Excerpts from point annotation data:

:::

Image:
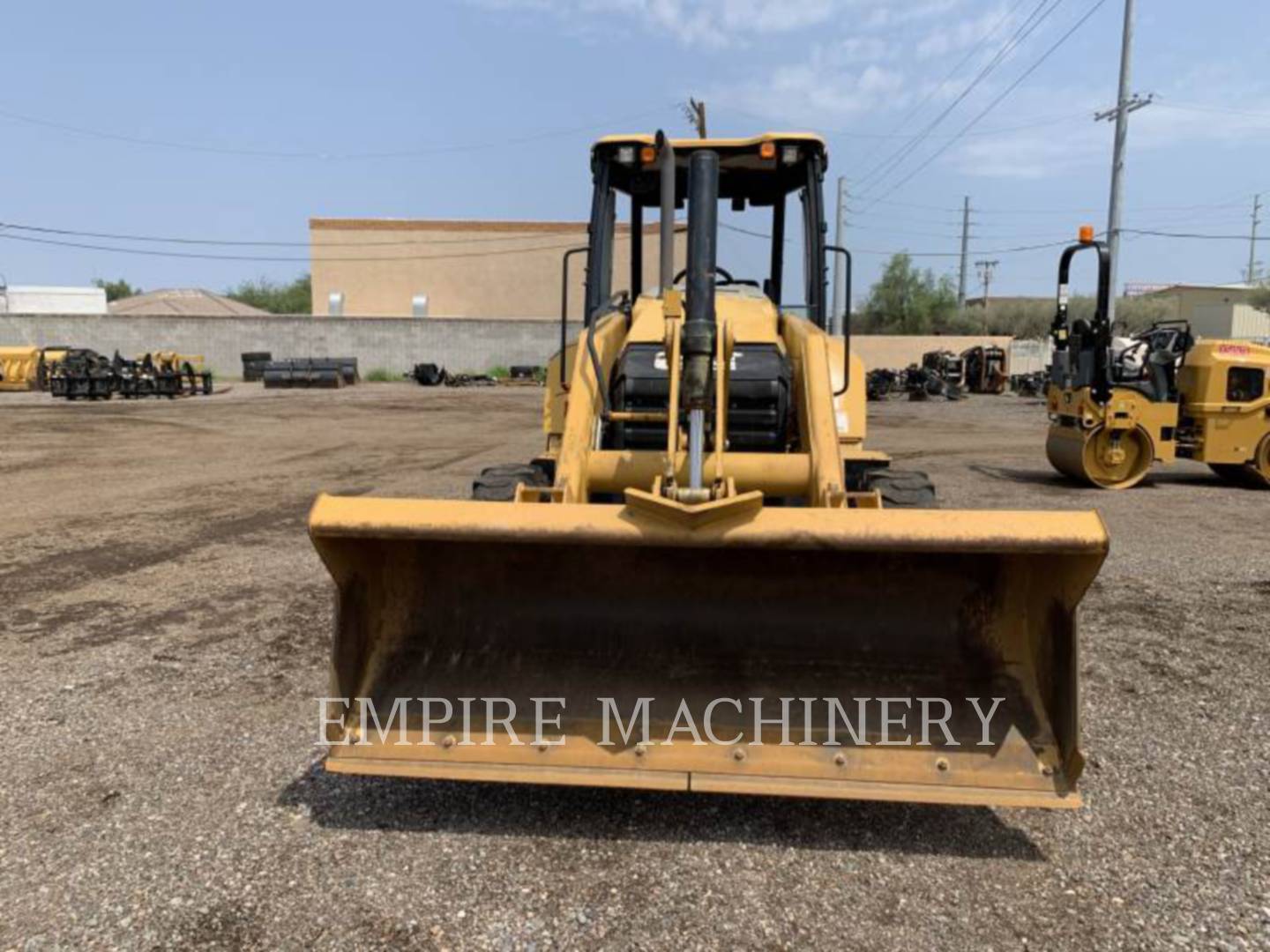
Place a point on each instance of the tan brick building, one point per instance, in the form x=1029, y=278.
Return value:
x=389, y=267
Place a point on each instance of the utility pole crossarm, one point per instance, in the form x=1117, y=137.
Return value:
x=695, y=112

:::

Can you copy every line of the records above word for word, leaving out the pictures?

Output below:
Image:
Place a point on each instance of the tan brick building, one point per instance, in the form x=1029, y=278.
Return value:
x=389, y=267
Place a point on each instance of the utility pole crossarm, one point per instance, in the form x=1117, y=137.
Return value:
x=695, y=112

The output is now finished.